> What to do
Take the material below and retype it in full; pictures are left out.

> Image object location entries
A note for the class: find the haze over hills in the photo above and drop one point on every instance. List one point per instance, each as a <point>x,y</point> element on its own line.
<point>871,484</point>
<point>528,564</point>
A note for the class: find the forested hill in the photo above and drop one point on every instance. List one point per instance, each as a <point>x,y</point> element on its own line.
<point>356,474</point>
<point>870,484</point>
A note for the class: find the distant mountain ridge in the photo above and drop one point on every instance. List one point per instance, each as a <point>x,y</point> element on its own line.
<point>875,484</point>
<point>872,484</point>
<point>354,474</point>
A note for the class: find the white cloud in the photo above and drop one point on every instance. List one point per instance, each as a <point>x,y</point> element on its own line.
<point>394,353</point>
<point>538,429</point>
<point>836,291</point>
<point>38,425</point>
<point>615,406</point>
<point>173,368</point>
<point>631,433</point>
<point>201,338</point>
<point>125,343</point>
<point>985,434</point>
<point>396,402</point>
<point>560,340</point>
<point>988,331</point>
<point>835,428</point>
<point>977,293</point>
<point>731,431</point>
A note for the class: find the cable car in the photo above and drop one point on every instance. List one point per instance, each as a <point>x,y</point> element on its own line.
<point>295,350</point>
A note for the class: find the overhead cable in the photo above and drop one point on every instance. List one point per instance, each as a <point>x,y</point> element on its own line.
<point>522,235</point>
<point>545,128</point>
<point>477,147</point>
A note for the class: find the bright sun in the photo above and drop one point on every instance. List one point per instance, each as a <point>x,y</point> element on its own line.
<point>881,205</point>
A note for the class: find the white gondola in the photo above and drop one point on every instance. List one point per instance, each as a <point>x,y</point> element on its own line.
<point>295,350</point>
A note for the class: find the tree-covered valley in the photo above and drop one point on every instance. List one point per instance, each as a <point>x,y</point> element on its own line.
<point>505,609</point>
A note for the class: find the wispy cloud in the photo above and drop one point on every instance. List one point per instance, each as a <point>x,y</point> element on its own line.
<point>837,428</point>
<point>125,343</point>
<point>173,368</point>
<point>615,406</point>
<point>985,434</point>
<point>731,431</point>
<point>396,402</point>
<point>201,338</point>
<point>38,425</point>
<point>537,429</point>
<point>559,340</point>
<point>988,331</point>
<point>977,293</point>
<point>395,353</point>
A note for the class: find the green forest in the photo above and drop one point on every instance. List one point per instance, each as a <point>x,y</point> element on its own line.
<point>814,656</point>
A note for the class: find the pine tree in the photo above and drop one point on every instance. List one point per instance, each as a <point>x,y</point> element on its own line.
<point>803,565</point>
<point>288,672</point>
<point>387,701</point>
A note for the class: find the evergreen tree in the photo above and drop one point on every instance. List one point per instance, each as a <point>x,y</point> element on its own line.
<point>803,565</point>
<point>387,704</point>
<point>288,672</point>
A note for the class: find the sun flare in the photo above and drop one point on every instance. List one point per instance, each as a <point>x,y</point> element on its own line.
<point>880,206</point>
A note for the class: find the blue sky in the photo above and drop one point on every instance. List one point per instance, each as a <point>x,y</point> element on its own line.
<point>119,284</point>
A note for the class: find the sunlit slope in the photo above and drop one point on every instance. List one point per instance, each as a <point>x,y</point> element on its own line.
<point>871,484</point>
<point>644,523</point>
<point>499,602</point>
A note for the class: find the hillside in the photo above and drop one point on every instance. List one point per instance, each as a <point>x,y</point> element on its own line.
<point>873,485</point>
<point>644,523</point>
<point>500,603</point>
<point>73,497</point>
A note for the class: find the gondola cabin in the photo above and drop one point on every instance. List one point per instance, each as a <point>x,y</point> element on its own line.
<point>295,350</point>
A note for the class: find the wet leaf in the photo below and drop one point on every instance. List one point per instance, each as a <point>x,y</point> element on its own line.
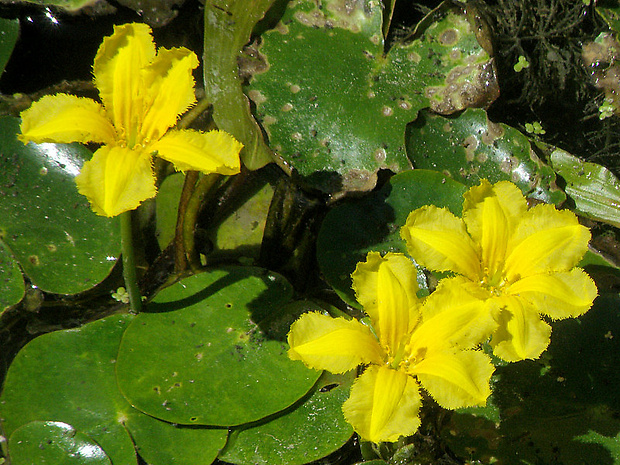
<point>61,245</point>
<point>307,431</point>
<point>69,376</point>
<point>11,280</point>
<point>594,189</point>
<point>216,361</point>
<point>469,147</point>
<point>352,229</point>
<point>54,443</point>
<point>335,107</point>
<point>9,31</point>
<point>228,25</point>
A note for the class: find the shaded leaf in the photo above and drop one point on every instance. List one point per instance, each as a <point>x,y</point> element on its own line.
<point>216,363</point>
<point>335,107</point>
<point>228,25</point>
<point>304,433</point>
<point>11,280</point>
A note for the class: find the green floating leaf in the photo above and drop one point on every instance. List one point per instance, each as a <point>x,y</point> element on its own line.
<point>9,31</point>
<point>228,26</point>
<point>595,190</point>
<point>216,363</point>
<point>469,148</point>
<point>11,280</point>
<point>54,443</point>
<point>61,245</point>
<point>335,106</point>
<point>559,409</point>
<point>352,229</point>
<point>306,433</point>
<point>70,376</point>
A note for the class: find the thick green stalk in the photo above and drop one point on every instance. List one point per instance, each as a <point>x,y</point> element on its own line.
<point>129,264</point>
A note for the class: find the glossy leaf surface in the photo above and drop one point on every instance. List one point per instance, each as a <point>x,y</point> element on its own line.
<point>70,376</point>
<point>305,432</point>
<point>470,147</point>
<point>62,246</point>
<point>595,189</point>
<point>11,280</point>
<point>54,443</point>
<point>216,361</point>
<point>335,107</point>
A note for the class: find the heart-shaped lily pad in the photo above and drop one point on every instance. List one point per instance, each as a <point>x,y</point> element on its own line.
<point>335,106</point>
<point>69,376</point>
<point>216,360</point>
<point>470,147</point>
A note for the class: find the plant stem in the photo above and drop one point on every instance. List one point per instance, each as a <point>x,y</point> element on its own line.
<point>129,264</point>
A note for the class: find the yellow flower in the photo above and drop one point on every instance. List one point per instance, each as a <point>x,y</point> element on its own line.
<point>522,260</point>
<point>143,92</point>
<point>408,344</point>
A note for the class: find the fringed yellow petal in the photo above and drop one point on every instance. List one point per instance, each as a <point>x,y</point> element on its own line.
<point>439,241</point>
<point>546,240</point>
<point>118,76</point>
<point>455,380</point>
<point>491,214</point>
<point>457,314</point>
<point>64,118</point>
<point>116,180</point>
<point>210,152</point>
<point>383,405</point>
<point>386,287</point>
<point>169,84</point>
<point>521,333</point>
<point>558,295</point>
<point>334,344</point>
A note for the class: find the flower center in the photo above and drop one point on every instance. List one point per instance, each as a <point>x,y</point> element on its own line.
<point>494,282</point>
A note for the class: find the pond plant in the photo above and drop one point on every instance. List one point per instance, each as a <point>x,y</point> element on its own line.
<point>339,245</point>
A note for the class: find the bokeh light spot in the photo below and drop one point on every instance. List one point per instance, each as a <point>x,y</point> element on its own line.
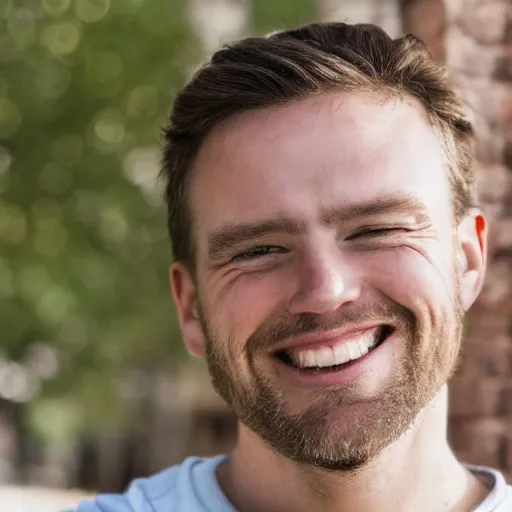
<point>61,38</point>
<point>105,66</point>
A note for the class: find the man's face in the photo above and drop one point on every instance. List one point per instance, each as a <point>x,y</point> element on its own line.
<point>327,282</point>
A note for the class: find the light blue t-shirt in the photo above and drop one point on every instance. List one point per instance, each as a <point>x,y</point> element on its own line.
<point>192,487</point>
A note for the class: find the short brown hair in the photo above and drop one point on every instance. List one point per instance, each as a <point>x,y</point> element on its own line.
<point>259,72</point>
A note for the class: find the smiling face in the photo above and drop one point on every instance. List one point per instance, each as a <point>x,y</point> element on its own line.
<point>330,282</point>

> Answer to the problem
A note for the class: find the haze over hills in the photo above and drop one point on every instance. List one point per instance, each as a <point>x,y</point> element on its own line.
<point>871,484</point>
<point>528,564</point>
A note for the class: find the forested hill in the photo above and drop one point on every instance. List one point per instance, each as a <point>x,y</point> element on its own line.
<point>356,474</point>
<point>870,484</point>
A note for the class: find the distant mountain ridge in the photo above and drop one point on every instance. List one point per instance, each as a <point>x,y</point> element on its own line.
<point>875,484</point>
<point>872,484</point>
<point>354,474</point>
A note for the class: find the white cloud in the photo above and drop one point on every instance. List one point per instance, each as a <point>x,y</point> element on its own line.
<point>394,353</point>
<point>538,429</point>
<point>836,291</point>
<point>38,425</point>
<point>615,406</point>
<point>173,368</point>
<point>631,433</point>
<point>201,338</point>
<point>125,343</point>
<point>985,434</point>
<point>396,402</point>
<point>560,340</point>
<point>988,331</point>
<point>835,428</point>
<point>977,293</point>
<point>731,431</point>
A note for the class: find the cable car in the photo above and drop one point on every instance. List one point per instance, each as a <point>x,y</point> element on its own line.
<point>295,350</point>
A note for the class: find the overhead cable in the photo above and drop one point on every instance. List one point per instance, each as a <point>x,y</point> element on its own line.
<point>522,235</point>
<point>545,128</point>
<point>477,147</point>
A note for the class: find the bright sun in the photo above and drop one point on every instance. List one point per instance, each as a <point>x,y</point> element on its own line.
<point>881,205</point>
A note for the class: find the white gondola in the photo above and drop one point on every instance. List one point per instance, each as a <point>x,y</point> element on its own line.
<point>295,350</point>
A note for the class: find the tree-covered valley in the photo above and drop one point on every instance. List one point per instance, each as a <point>x,y</point> element on its own line.
<point>505,609</point>
A note for the class: find the wispy cloud in the photo above and drop one point on every instance. List one point per instance, each as a <point>x,y</point> element on its own line.
<point>837,428</point>
<point>125,343</point>
<point>173,368</point>
<point>615,406</point>
<point>985,434</point>
<point>731,431</point>
<point>396,402</point>
<point>201,338</point>
<point>38,425</point>
<point>537,429</point>
<point>559,340</point>
<point>988,331</point>
<point>977,293</point>
<point>395,353</point>
A note for the class: find the green forest in the photo above and drop one point on every instance. List one point per instance, each as a <point>x,y</point> element on its own line.
<point>814,656</point>
A note for the class: find the pine tree in the photo above and drop one point on every instance. List one point per instance, each as a <point>x,y</point> element on its own line.
<point>803,565</point>
<point>288,672</point>
<point>387,701</point>
A note for the class: find the evergreen tree in the photo above and drop one point on every instance. List one point per instance, each as a <point>x,y</point> element on its own line.
<point>803,565</point>
<point>387,704</point>
<point>288,672</point>
A note for the class: find the sun flare in the photo above and drop one point on every instance. List one point per instance, each as a <point>x,y</point> element on its own line.
<point>880,206</point>
A note for the class: find the blue sky in the photo above and drop one point on every instance. List one point per instance, each as a <point>x,y</point> element on its own line.
<point>119,284</point>
A note for the class: find the sunlit slope in the photo above and drop one point on every instance. List one point per instance, each as a <point>x,y</point> element on its own line.
<point>871,484</point>
<point>644,523</point>
<point>499,602</point>
A note for the class: find the hillside in the photo above and drop one point on every instance. List one point per instance, each as a <point>x,y</point> element on its own line.
<point>873,485</point>
<point>644,523</point>
<point>500,603</point>
<point>73,497</point>
A note for the class: find the gondola cabin in the photo above and drop one point on every instance. List one point per instance, each as a <point>x,y</point> element on its own line.
<point>295,350</point>
A note for the class: find the wet leaf in the photo below and drop one point on every instance. List one point per instance, each as a <point>x,y</point> element on its own line.
<point>61,245</point>
<point>307,431</point>
<point>69,376</point>
<point>11,280</point>
<point>594,189</point>
<point>216,361</point>
<point>469,147</point>
<point>352,229</point>
<point>54,443</point>
<point>335,107</point>
<point>9,31</point>
<point>228,25</point>
A note for the class: find the shaded leaf in the photo above and drop one point on every instance. List one point per instance, each as a <point>x,y</point> element on its own line.
<point>216,363</point>
<point>335,107</point>
<point>228,25</point>
<point>304,433</point>
<point>11,280</point>
A note for the class: find the green floating leaf in the photo above and drop one point on every instance. List one point per instance, each as a <point>x,y</point> element on its own line.
<point>9,31</point>
<point>228,26</point>
<point>595,190</point>
<point>216,363</point>
<point>469,148</point>
<point>11,280</point>
<point>54,443</point>
<point>61,245</point>
<point>335,106</point>
<point>559,409</point>
<point>352,229</point>
<point>306,433</point>
<point>70,376</point>
A note for the class: find the thick green stalk in the photo above and drop one point on every instance. List one point per instance, each as a <point>x,y</point> element on its own line.
<point>129,264</point>
A note for the class: find the glossy leaf surface in the photo above and drop one point on every instance. List one point per instance, each as a <point>x,y</point> element on its own line.
<point>70,376</point>
<point>305,432</point>
<point>470,147</point>
<point>62,246</point>
<point>595,189</point>
<point>11,280</point>
<point>54,443</point>
<point>216,361</point>
<point>335,107</point>
A note for the class: find the heart-shaped lily pad in the photo above and drop one point on every instance. List one point per instance, each as a <point>x,y</point> element on its own line.
<point>335,106</point>
<point>69,376</point>
<point>216,360</point>
<point>470,147</point>
A note for the class: find the plant stem in the photo above and drop one point on every instance. List one point per instance, each as a <point>x,y</point> element on its own line.
<point>129,264</point>
A note for the class: find the yellow flower in the photo above and drop one point on every instance. List one point per instance, each as a <point>x,y</point> element on its own line.
<point>522,260</point>
<point>143,92</point>
<point>408,344</point>
A note for the class: find the fringed yellow petal in the photo above and drop one point on every instance. List one point per instance, each as a <point>x,y</point> element on its own line.
<point>439,241</point>
<point>546,240</point>
<point>118,76</point>
<point>455,380</point>
<point>491,214</point>
<point>457,314</point>
<point>64,118</point>
<point>116,180</point>
<point>210,152</point>
<point>383,405</point>
<point>386,287</point>
<point>169,84</point>
<point>521,333</point>
<point>558,295</point>
<point>334,344</point>
A note for the class: find the flower center in the photo above and drop one point on every instance. List one point per instance, each as a <point>x,y</point> element on its own line.
<point>494,282</point>
A note for the class: find the pond plant in the photo above and drop one point on every instance. List one point per instance, each as a <point>x,y</point> element on its own line.
<point>339,245</point>
A note for the class: find the bokeh light spot in the photo below and drop one point on every instance. List one point per instance, each as a <point>x,y</point> element on its own line.
<point>61,38</point>
<point>105,66</point>
A note for the class: find the man's face in the photo above and drop one point on every instance. List one point per instance, each as a <point>x,y</point> element on its own line.
<point>327,282</point>
A note for the class: find the light blue t-shirt in the photo above and drop one point on every instance. List one point per instance, each as a <point>x,y</point> element on its own line.
<point>192,487</point>
A note for the class: find the short brown hair in the photo above and drop one point on every instance. List one point per instance, each as a <point>x,y</point> element on its own line.
<point>259,72</point>
A note for the class: find the smiling face in the photo above and drop one point on every instance. List one point per instance, each as a <point>x,y</point> element on its own line.
<point>330,282</point>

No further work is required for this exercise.